====== Record set ======
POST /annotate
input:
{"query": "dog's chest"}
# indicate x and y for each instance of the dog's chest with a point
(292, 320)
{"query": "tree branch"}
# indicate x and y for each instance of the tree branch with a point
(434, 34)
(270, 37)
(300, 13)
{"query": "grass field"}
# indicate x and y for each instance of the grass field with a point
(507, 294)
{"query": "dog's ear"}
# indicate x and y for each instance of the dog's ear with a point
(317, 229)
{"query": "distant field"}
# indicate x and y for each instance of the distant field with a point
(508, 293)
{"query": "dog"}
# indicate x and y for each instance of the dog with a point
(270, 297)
======
**What you are asked to do**
Reproduce all of the items above, replacing each occurrence of "indicate" with "mark" and keeping everything else unchanged.

**Answer for the task**
POST /annotate
input:
{"query": "dog's chest"}
# mark x and y for each instance of the dog's chest with a point
(292, 320)
{"query": "tree branch"}
# mark x and y for each instance of the tree branch with a point
(434, 34)
(270, 37)
(300, 13)
{"query": "grass field"}
# mark x and y for each instance of the grass field with a point
(507, 294)
{"query": "dog's ear"}
# mark x and y for each instance of the dog's ear with a point
(317, 229)
{"query": "distant field"}
# mark x and y for each instance of the distant field with a point
(508, 293)
{"query": "dog"}
# mark x and y for each instance of the dog with a point
(270, 297)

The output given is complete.